*Extracted material*
--*--

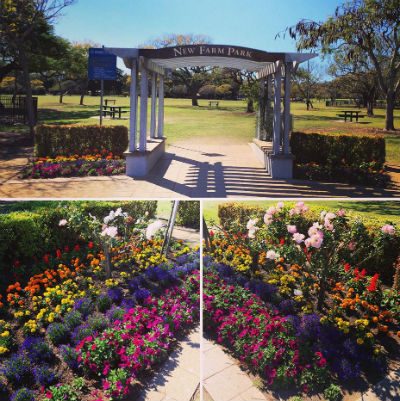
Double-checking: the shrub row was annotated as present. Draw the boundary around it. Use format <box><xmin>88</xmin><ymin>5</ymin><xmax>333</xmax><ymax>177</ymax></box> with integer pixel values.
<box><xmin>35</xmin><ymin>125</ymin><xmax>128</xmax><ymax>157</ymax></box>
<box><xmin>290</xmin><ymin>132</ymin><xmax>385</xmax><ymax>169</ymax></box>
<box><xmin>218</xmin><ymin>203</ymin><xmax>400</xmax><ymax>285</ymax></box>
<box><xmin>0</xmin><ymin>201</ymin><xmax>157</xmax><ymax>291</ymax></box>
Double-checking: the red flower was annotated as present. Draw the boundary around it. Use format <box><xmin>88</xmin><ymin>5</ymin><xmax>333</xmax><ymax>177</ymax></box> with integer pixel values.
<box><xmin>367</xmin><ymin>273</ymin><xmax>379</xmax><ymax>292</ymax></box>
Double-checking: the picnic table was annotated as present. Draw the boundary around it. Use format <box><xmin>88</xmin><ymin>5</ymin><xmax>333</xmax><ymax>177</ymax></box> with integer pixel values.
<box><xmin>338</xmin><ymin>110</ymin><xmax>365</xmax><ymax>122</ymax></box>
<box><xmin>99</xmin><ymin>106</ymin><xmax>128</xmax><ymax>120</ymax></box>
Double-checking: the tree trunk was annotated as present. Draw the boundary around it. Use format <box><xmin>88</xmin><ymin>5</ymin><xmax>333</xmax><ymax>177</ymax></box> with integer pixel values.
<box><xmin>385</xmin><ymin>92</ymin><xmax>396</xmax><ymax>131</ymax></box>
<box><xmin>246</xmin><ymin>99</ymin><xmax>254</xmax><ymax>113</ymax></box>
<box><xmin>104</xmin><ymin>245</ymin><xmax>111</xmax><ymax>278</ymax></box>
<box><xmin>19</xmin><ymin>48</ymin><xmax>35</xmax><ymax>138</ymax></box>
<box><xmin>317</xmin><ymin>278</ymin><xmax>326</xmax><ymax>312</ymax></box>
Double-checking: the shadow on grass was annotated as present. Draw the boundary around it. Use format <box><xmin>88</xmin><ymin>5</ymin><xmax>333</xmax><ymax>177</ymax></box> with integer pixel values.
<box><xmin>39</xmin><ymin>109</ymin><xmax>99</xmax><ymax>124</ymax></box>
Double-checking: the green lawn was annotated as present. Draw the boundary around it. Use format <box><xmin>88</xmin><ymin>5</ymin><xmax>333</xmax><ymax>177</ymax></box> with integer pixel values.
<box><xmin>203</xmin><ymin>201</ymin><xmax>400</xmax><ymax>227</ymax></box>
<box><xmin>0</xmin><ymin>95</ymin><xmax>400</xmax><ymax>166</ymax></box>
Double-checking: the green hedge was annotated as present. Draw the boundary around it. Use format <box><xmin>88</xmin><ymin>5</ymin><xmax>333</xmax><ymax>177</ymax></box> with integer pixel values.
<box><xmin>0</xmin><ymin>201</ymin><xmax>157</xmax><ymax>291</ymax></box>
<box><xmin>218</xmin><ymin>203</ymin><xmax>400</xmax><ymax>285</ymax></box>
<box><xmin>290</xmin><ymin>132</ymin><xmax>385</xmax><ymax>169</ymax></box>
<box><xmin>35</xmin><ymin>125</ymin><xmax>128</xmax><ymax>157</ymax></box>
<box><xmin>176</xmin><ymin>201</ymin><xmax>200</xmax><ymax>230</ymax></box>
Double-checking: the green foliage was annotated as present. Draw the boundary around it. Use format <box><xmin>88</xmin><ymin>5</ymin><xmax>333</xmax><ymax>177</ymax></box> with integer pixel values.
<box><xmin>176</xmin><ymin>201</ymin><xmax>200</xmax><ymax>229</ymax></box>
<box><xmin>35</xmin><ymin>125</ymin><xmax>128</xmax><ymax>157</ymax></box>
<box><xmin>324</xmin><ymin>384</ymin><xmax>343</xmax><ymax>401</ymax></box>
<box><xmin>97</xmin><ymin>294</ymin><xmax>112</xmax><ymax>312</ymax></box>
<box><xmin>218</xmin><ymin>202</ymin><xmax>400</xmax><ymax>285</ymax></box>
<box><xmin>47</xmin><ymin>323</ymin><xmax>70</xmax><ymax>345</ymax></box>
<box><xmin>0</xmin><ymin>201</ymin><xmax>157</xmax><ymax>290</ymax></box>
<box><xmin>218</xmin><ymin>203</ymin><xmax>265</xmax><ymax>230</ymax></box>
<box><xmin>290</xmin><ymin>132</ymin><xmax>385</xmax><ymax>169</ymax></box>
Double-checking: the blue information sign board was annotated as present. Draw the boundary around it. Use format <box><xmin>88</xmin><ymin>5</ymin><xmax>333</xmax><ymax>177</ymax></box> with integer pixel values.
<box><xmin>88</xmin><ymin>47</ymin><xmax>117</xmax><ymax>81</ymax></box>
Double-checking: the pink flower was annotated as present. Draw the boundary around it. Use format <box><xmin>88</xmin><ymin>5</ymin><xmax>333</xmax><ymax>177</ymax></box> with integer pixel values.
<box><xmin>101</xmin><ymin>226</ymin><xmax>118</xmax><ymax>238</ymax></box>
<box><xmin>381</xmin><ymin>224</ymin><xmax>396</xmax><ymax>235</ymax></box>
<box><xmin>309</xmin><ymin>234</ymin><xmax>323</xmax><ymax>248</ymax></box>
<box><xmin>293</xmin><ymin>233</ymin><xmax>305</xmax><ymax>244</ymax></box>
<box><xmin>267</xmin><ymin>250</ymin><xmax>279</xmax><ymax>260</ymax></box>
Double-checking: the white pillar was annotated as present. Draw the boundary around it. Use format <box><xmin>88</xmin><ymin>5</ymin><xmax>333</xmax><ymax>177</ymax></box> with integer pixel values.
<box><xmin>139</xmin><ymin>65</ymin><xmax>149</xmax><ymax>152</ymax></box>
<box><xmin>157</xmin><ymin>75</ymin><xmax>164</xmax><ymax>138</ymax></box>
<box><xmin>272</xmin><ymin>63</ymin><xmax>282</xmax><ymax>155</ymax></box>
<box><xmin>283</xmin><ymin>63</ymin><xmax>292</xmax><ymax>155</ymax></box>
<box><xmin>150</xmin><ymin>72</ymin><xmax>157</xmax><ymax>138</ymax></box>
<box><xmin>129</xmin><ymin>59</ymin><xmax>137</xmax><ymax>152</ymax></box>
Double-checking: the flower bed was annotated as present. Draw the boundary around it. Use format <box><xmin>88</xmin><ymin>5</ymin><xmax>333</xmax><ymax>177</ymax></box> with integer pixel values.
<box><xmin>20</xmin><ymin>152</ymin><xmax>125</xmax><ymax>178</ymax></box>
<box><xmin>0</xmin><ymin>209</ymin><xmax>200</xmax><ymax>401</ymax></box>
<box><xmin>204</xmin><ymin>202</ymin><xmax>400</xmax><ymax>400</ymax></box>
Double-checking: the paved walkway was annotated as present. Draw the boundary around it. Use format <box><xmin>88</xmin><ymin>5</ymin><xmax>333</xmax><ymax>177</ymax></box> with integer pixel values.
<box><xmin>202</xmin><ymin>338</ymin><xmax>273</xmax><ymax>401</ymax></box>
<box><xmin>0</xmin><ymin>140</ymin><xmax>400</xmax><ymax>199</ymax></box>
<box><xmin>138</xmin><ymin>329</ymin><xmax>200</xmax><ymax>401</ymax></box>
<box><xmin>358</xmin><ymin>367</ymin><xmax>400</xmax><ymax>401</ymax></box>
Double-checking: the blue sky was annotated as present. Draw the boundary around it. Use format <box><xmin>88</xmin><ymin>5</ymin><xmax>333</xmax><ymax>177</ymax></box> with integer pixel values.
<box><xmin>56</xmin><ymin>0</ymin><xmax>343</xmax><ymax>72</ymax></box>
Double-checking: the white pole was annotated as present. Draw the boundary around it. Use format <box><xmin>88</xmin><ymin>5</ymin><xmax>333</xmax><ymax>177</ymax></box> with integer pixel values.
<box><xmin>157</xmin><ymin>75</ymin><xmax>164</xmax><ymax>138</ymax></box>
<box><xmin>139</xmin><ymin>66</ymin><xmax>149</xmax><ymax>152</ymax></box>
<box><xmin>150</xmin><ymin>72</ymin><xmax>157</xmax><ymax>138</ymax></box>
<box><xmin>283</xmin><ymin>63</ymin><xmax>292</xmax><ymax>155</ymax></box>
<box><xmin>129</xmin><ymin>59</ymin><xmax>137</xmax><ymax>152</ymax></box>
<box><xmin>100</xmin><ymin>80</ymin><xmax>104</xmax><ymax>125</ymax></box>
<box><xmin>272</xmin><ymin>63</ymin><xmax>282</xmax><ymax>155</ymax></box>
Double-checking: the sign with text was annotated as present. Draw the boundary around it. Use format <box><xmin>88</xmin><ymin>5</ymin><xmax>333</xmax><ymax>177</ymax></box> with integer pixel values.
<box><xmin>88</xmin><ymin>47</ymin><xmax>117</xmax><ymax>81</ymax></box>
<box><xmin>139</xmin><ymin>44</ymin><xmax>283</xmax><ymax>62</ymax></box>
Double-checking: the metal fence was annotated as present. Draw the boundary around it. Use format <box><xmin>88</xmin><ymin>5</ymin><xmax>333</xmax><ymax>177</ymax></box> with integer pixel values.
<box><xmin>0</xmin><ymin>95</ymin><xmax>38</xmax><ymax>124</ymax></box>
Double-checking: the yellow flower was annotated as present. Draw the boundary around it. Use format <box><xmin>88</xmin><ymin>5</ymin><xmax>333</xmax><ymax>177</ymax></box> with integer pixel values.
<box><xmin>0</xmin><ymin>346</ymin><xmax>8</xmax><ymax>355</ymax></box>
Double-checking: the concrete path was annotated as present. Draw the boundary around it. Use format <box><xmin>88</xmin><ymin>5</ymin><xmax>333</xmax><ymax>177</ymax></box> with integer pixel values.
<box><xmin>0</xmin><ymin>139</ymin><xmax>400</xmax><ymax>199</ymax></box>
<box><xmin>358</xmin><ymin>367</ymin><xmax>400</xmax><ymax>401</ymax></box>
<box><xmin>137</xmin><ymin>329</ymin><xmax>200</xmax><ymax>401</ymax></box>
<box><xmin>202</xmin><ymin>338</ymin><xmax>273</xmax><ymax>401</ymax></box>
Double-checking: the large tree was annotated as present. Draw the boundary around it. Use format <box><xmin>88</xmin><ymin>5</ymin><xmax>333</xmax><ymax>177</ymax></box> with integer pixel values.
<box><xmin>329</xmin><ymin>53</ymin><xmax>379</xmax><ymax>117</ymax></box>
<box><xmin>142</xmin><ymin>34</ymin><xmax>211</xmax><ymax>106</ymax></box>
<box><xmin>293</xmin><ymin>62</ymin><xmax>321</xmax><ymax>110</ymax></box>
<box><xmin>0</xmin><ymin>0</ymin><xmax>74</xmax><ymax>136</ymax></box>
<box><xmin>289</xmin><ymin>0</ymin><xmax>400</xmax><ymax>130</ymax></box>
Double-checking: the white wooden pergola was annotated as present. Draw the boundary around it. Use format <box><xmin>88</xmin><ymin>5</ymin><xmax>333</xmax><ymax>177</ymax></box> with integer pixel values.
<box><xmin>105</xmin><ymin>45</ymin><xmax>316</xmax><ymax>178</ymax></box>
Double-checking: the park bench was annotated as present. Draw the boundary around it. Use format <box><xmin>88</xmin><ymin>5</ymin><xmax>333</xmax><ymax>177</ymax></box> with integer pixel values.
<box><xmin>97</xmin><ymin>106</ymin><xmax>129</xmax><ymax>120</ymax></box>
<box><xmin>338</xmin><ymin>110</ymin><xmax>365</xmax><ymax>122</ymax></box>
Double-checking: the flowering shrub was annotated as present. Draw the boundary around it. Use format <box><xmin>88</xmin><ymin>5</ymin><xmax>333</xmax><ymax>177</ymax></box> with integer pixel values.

--*--

*Short task*
Could you copy the lines again, beginning at the line that has "Double-checking: the park" and stopping after the final line, requests included, with every box coordinate in the answers multiplied by 1.45 and rounded to a whole number (halves round up)? Keep the numbers in the requests and their format samples unchanged.

*Finished answer*
Double-checking: the park bench was annotated as present. Draw the boundary around it. Use format <box><xmin>88</xmin><ymin>5</ymin><xmax>333</xmax><ymax>177</ymax></box> with integer pixel values.
<box><xmin>141</xmin><ymin>154</ymin><xmax>187</xmax><ymax>174</ymax></box>
<box><xmin>490</xmin><ymin>160</ymin><xmax>529</xmax><ymax>177</ymax></box>
Double-checking: the flowering shrub was annotated as present. Draw the boundary around it. Use format <box><xmin>88</xmin><ymin>5</ymin><xmax>333</xmax><ymax>177</ymax></box> with integer pixel values.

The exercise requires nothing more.